_TASK TO CARRY OUT_. Select the lines below containing the word "instance".

Natural language region descriptions:
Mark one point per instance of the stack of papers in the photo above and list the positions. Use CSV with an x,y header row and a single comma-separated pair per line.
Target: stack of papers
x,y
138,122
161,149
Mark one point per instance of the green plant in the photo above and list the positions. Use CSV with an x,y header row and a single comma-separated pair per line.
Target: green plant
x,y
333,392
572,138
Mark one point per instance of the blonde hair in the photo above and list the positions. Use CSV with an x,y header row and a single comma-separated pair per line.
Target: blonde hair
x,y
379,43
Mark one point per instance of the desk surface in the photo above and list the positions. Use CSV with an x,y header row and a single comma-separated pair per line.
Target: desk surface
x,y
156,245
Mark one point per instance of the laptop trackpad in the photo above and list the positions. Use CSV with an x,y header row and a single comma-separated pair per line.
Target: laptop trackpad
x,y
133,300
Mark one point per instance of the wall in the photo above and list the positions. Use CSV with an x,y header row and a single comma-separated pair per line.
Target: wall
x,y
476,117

_ANSWER BOX_.
Mark one point per instance of the stack of papers in the photo above and list the positions. Use CSV with an x,y header row and a single comma-separated pair per line.
Mark one point per instance of the green plant in the photo above and list the positions. Use CSV with an x,y header row and a single comma-separated pair per line.
Mark one point per instance of the blonde hair in the photo above and list the positions. Use CSV with an x,y header row and a single comma-separated pair per line.
Mark one point per instance of the desk surface in the photo above and list the positions. Use CSV with an x,y header row and a single comma-separated pair per line.
Mark one point per instance of the laptop trackpad in the photo above and list the positions. Use CSV with an x,y header row and a single comma-separated pair per line.
Mark one point per instance of the wall in the photo above and list the positions. Use CSV with an x,y header row and a single comma-separated pair per line.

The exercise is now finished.